*Bounding box annotation entries:*
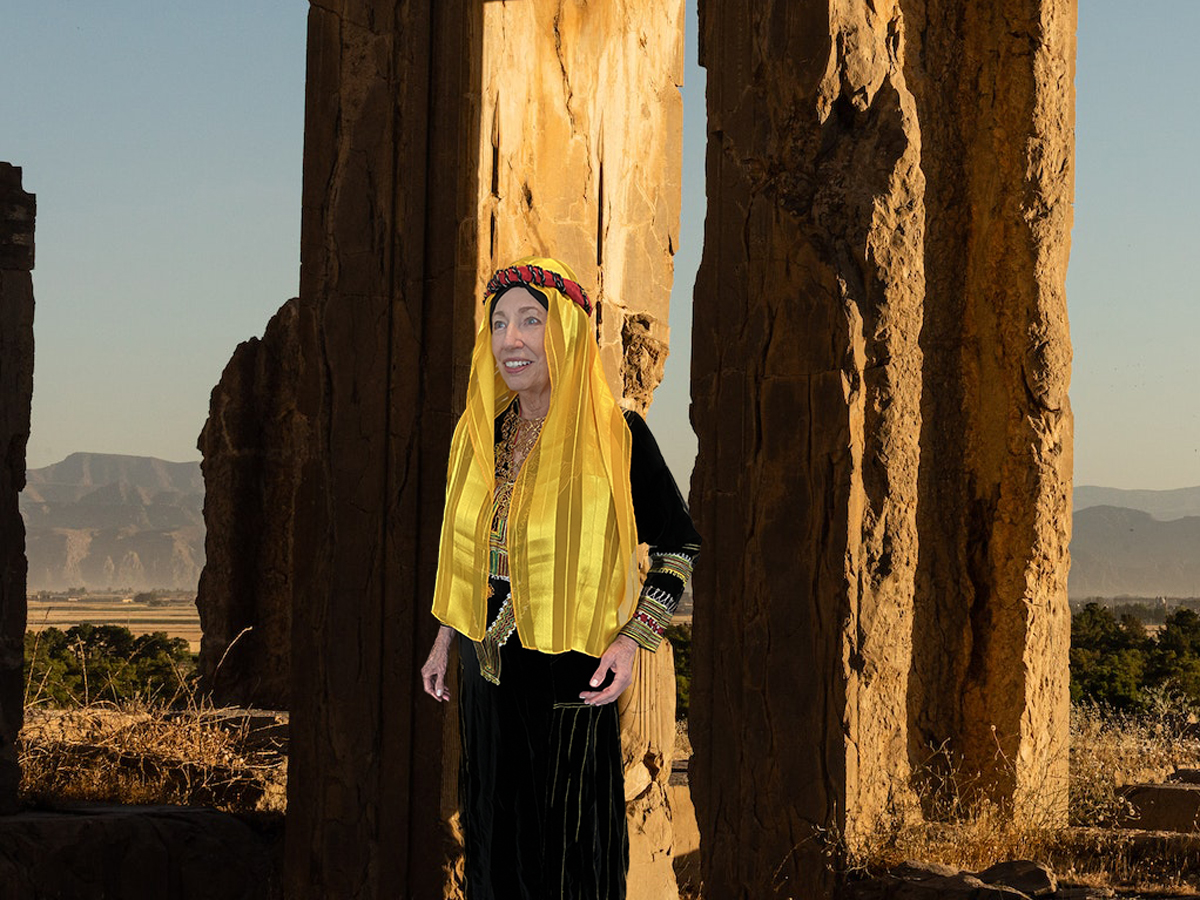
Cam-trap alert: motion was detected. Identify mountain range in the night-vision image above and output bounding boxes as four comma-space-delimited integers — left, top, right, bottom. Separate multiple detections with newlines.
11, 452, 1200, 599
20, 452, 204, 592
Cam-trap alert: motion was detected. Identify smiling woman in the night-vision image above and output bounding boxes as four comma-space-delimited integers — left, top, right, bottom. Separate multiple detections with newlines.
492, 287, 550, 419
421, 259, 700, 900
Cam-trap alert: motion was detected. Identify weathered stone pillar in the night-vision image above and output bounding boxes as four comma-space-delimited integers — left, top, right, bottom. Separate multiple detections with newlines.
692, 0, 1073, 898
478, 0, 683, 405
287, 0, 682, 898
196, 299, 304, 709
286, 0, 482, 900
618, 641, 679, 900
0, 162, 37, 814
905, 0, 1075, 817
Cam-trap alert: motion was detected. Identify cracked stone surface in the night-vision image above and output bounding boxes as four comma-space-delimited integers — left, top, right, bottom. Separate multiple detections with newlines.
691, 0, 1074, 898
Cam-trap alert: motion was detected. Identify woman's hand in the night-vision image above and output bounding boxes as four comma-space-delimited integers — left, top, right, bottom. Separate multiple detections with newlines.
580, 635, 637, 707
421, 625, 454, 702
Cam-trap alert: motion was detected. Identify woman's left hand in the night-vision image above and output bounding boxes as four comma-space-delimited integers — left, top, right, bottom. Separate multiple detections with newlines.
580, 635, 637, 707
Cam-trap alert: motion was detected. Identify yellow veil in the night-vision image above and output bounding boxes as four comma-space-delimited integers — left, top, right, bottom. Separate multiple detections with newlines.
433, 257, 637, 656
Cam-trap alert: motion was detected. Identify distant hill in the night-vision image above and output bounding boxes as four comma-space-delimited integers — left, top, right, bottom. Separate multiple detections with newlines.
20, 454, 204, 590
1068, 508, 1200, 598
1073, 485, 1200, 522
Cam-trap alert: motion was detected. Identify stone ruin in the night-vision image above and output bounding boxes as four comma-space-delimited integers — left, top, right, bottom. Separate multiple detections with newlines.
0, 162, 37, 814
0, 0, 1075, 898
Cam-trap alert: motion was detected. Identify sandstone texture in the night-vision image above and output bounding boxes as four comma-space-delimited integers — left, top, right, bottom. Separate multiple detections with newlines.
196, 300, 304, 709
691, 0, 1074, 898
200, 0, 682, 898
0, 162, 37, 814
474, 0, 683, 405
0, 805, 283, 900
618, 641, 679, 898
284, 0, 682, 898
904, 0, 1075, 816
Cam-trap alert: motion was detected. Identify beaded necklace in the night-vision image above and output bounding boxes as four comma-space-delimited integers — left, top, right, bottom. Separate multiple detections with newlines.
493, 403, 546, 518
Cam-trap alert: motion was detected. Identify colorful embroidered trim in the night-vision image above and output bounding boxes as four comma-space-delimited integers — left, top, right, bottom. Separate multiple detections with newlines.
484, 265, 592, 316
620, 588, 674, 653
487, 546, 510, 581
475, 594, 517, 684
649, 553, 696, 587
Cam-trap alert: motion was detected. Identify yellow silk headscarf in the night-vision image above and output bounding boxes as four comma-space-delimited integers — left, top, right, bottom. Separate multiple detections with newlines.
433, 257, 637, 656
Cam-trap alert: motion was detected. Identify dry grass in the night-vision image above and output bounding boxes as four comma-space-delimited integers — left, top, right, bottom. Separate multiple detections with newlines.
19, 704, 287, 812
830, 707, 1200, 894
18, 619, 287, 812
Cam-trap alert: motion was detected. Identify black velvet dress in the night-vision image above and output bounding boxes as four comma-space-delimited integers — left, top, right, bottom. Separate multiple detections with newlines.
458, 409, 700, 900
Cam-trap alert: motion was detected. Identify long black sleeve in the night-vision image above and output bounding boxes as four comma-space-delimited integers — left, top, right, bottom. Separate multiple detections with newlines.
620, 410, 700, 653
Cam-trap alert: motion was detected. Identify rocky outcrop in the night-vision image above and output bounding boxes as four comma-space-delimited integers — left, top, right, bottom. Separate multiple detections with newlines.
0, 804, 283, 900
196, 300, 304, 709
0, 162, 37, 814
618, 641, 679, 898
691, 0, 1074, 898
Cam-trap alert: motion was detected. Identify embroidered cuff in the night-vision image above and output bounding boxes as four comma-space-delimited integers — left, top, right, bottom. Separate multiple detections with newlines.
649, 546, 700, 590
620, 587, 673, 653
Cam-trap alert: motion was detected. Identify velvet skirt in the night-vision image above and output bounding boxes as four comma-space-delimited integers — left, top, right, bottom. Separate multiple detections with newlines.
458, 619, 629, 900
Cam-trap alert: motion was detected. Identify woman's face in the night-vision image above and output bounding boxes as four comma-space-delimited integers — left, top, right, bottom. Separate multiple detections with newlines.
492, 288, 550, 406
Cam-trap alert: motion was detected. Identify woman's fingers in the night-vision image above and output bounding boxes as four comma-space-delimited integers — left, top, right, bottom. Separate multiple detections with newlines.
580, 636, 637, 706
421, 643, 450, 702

*Instructions for the task:*
Copy every one of the entries above verbatim, from the first line to the last, omitting the pictures.

*Output for this exercise:*
Cam-trap alert: motion was detected. Identify mountain range in the night-vision image above and output bounding boxes as four comma-space-delimited integers — left, top, right, bottom. Separate multiple detections with newlines.
11, 452, 1200, 599
20, 452, 204, 592
Cam-trap alert: motion was detected. Identify smiling woman in the night-vision image above and output bounding boxes as four comma-space-delimited integers — left, top, right, bottom. Separate multiple detections with newlines.
492, 287, 550, 419
421, 259, 700, 900
Cam-trap alert: motion was detected. Identify weathered stone pillar in the night-vision image above and output bounding boxes as four comma-space-delimited integers — left, top, right, bottom. Separate multiple detections with newlines.
692, 0, 1073, 898
478, 0, 683, 405
287, 0, 682, 898
196, 299, 304, 709
286, 0, 482, 900
618, 641, 679, 900
0, 162, 37, 814
905, 0, 1075, 817
Cam-trap alert: motion was detected. Identify cracked stone surface in the night-vision image above and output bounding boxes as four comma-space-delimited integers — left, top, right, bottom. Separate multiple detections with newlines.
691, 0, 1074, 898
Cam-trap alert: motion was detected. Identify woman's hand in the night-vision image above and output bounding boxes as four comma-space-delimited integers — left, top, right, bottom. Separate multiple detections with newlines.
580, 635, 637, 707
421, 625, 454, 702
Cam-trap alert: motion was detected. Identify woman's left hand in the night-vision image above and output bounding boxes as four comma-space-delimited integers — left, top, right, bottom. Separate multiple detections with newlines.
580, 635, 637, 707
Cam-trap alert: motion was detected. Identify yellow veil in the night-vision image above and output bounding boxes as four comma-space-delimited integers — left, top, right, bottom. Separate multiple detections with newlines.
433, 257, 637, 656
Cam-trap alert: motion was detected. Identify distant hill in the night-vision image above and output bounding boxes as four comma-space-delimited integers — left, top, right, bottom. Separate multiple detections with newlines.
20, 454, 204, 590
1068, 508, 1200, 598
1073, 485, 1200, 522
Cam-trap alert: motion was detected. Identify stone ruin in the night-vision image above and output bounding boxes as four comma-space-delimited integers — left, top, right, bottom. Separate multiple detections with newlines.
0, 162, 37, 814
0, 0, 1075, 898
Cam-trap alert: motion was detected. Identify sandstone texture in the night-vision image above and output bounding boxes as four comma-space-delimited integers — left, top, right, bottom. Separate multiple detections with newlines.
196, 300, 304, 709
691, 0, 1074, 898
200, 0, 682, 898
0, 162, 37, 814
474, 0, 683, 405
0, 805, 283, 900
618, 641, 679, 898
284, 0, 682, 898
904, 0, 1075, 816
Cam-trap alert: motion was detected. Identify beaded necklace in the night-vision image above and output bounding boxes as four comma-space-delimited integers — left, top, right, bottom. Separate multiple detections with newlines.
493, 403, 546, 518
Cam-trap alert: motion was detected. Identify colorful embroidered trim in the night-vision image above and output bounding boxes as four comma-space-delimited integers — left, top, right, bottom. Separate multiple detections with newlines.
484, 265, 592, 316
620, 588, 674, 653
487, 546, 510, 581
475, 594, 517, 684
649, 553, 696, 587
Cam-trap alert: motion was detected. Identify yellow silk headscarf in the night-vision image above and output bounding boxes as four comma-space-delimited integers — left, top, right, bottom. Separate multiple detections with newlines.
433, 257, 637, 656
Cam-trap alert: motion was detected. Identify dry grass in the night-vision image above and output bounding boxes as four comma-space-delimited integers — left, top, right, bottom. Separate multiple detections with newlines.
19, 704, 287, 812
830, 707, 1200, 894
18, 619, 287, 812
Cam-trap alert: motion was detected. Identify black velvet dress in the night-vision image above and output bounding boxes as four comma-space-delimited integers — left, top, right, bottom. Separate multiple detections with newlines.
458, 409, 700, 900
Cam-trap alert: motion was detected. Identify long black sleeve in the night-vision image above and output bounding boxes as four comma-space-delimited integers — left, top, right, bottom. Separate multiple detections with newlines.
620, 410, 700, 653
Cam-trap alert: motion was detected. Identify rocky outcrop in the night-vision image above and output bounding boxes as four comma-space-delimited integers — left, top, right, bottom. Separate multiple detections with newlines.
0, 804, 283, 900
196, 300, 304, 709
0, 162, 37, 814
618, 641, 679, 898
691, 0, 1074, 898
Cam-trap alert: motion was detected. Identify embroidered cuff in the night-vision image above and output bounding boxes as four comma-space-delimited integers — left, top, right, bottom. Separate multiple detections with newlines.
649, 546, 700, 590
620, 587, 673, 653
Cam-trap alert: motion was detected. Identify velvet skirt in the night-vision image above and output bounding boxes as four comma-space-delimited integers — left, top, right, bottom. Separate multiple detections with newlines.
458, 619, 629, 900
Cam-trap alert: motion was detected. Identify woman's face in the night-vision image above and output bounding boxes as four comma-space-delimited integers — left, top, right, bottom. Separate multiple detections with newlines.
492, 288, 550, 406
Cam-trap alert: motion was detected. Identify woman's fingers in the night-vision image above and output bounding boxes as four comma-space-delimited integers — left, top, right, bottom. Separate multiple detections with newlines.
580, 636, 637, 706
421, 643, 450, 702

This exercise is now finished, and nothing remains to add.